Your instructions:
Go through the data and tally the lines that include "shoe". The reply is that number alone.

============

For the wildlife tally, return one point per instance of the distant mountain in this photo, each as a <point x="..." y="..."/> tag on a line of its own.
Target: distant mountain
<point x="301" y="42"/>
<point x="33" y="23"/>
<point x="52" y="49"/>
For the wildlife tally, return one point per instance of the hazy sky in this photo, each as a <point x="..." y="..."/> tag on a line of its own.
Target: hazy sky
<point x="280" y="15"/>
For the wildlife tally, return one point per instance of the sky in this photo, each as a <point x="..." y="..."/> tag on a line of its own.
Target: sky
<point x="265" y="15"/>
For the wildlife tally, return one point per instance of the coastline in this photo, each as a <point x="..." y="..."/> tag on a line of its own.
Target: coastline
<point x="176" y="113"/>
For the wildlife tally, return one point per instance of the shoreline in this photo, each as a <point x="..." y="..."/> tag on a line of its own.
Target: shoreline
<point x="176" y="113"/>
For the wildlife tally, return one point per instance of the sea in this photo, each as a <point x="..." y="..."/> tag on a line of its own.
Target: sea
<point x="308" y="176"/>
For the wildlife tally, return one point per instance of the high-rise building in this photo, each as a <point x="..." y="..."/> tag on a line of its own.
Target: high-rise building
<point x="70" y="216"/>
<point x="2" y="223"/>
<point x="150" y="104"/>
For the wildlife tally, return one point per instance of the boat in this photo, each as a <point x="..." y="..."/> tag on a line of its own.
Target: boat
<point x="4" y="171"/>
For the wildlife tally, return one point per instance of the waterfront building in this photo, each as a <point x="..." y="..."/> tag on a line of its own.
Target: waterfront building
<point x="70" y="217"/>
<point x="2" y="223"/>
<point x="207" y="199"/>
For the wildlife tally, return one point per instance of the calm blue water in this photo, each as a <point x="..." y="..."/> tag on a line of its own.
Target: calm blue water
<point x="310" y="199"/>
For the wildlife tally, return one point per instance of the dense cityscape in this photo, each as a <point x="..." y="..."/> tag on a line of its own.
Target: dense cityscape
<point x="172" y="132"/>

============

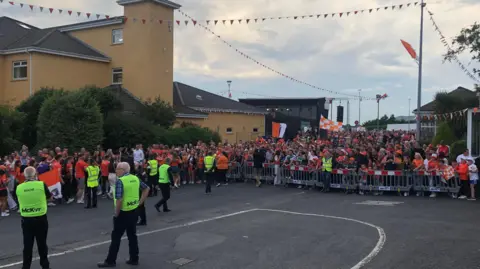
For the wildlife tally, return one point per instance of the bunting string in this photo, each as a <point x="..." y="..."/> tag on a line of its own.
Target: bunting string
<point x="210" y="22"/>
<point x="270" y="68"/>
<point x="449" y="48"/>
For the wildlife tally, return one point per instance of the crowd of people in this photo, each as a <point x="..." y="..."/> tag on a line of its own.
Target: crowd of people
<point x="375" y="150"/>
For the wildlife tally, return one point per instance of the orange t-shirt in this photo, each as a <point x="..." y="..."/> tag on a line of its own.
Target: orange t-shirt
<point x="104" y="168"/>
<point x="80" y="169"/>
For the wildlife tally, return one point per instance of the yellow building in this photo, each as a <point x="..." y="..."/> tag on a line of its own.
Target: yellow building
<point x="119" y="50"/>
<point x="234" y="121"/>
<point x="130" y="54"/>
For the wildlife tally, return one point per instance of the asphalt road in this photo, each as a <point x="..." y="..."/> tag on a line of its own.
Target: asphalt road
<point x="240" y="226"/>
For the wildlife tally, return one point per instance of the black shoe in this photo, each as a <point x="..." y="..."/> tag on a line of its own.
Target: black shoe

============

Expected answer:
2